Selected extract:
------------------------
International treatment of the public domain
Rod Dixon
rodd at cyberspaces.org
Tue Feb 17 20:39:24 UTC 2004
I do not have an answer to the specific question, but I suspect the answer
may reside in a treaty or an international agreement that is not a treaty.
The Uruguay Round Agreements Act (URAA), for instance, allows works in the
public domain in the U.S. to be scooped out of the public domain
retroactively if those works whose source country is a member of the WTO
or the Berne convention meets a set of criteria that the U.S. has agreed
to. I doubt that this is a unilateral privilege so we may assume the
public domain shrank in 1994 and thereafter. Still, I am unsure how this
would affect an open source license since the license MAY be enforceable
in the U.S. or, possibly, an international dispute resolution forum
administered by WTO/WIPO
-Rod
rod at cyberspaces.org
opensource.cyberspaces.org
On Tue, 17 Feb 2004, Russell McOrmond wrote:
>
> I believe that the OSI is not USA only, so I hope this question does
> receive some discussion.
------------------------
Provided data:
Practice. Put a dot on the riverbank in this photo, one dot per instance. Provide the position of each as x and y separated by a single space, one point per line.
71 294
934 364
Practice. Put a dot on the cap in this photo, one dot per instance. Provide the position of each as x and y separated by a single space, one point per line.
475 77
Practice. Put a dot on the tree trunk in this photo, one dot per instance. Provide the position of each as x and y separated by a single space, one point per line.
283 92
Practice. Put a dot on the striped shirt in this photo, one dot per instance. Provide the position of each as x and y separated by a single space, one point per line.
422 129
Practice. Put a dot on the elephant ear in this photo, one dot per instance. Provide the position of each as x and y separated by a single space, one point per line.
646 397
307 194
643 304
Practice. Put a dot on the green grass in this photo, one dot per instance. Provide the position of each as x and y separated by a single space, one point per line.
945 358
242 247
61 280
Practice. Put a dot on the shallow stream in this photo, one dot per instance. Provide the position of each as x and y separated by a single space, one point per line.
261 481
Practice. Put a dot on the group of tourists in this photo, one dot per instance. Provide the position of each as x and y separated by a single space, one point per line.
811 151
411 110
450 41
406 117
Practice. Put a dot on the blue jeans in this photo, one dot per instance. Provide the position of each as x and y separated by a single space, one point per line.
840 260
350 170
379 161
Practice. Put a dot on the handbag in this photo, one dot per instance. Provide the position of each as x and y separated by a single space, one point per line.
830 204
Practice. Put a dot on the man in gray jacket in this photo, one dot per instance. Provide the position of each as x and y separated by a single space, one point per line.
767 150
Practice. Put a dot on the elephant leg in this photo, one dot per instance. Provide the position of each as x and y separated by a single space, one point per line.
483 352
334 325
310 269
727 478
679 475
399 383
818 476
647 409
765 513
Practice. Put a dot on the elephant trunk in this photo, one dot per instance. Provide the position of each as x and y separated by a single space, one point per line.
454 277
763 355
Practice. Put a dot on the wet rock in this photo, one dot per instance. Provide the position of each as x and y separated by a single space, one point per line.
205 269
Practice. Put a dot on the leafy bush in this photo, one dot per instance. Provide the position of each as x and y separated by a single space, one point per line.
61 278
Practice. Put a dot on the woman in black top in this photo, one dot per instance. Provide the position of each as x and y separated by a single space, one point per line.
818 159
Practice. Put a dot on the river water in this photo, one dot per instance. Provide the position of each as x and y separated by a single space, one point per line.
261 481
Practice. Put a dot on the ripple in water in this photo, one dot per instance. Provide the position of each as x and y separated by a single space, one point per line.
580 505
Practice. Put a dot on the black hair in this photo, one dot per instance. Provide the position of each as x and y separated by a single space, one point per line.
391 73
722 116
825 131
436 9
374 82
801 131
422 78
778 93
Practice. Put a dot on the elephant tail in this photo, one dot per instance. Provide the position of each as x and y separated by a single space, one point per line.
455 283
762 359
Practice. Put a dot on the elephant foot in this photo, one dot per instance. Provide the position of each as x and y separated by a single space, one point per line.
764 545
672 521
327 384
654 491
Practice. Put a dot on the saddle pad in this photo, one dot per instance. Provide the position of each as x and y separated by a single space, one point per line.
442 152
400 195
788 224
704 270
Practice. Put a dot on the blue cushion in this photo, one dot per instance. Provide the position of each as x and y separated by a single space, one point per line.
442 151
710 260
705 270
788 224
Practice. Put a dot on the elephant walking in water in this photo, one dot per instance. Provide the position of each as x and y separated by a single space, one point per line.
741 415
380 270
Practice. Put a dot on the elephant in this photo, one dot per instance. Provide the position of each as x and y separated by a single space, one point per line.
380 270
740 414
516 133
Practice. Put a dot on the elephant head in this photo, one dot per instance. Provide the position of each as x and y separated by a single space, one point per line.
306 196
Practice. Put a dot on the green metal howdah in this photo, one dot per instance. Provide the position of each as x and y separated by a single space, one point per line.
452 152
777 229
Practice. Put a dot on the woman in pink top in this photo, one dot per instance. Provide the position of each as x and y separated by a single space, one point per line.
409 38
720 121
------------------------
Problems to solve:
1. In the mailing-list post on the public domain abroad, translate this sentence into Spanish: "I do not have an answer to the specific question, but I suspect the answer may reside in a treaty or an international agreement that is not a treaty."
2. Carry on the mailing-list post about international treatment of the public domain, starting right after its last line.

Responses by task:
1. No tengo una respuesta a la pregunta específica, pero sospecho que la respuesta puede encontrarse en un tratado o en un acuerdo internacional que no sea un tratado.

2.
>
> On Mon, 16 Feb 2004, Russell Nelson wrote:
>
> > jcowan at reutershealth.com writes:
> > > So Americans can ignore the civil-servant version of the NOSA license with
> > > impunity, but not so Australians.
> >
> > Interesting ... so what happens if an American citizen takes public
> > domain US Government software into Australia and starts redistributing
> > it there? But I suppose that's a problem that the NOSA will fix, so
> > at least for this discussion it's a moot point.
>
> What if any US citizen took this work that is under the public domain
> (for them) and applied a BSD (or any other) license and redistributed
> worldwide? It appears that with US government created works that every US
> citizen has the right to apply licenses to the work, so whether any
> specific citizen (or a group) applied a NOSA license doesn't seem all that
> relevant.
>
> Which license agreements apply to a Canadian like myself? I would
> suspect any of them -- whether it be the NOSA agreement or the BSD or
> whatever other license an American wishes to apply to this public domain
> work. If I don't like the NOSA agreement I can just call a friend in the
> USA who can offer me the work to me in a BSD license.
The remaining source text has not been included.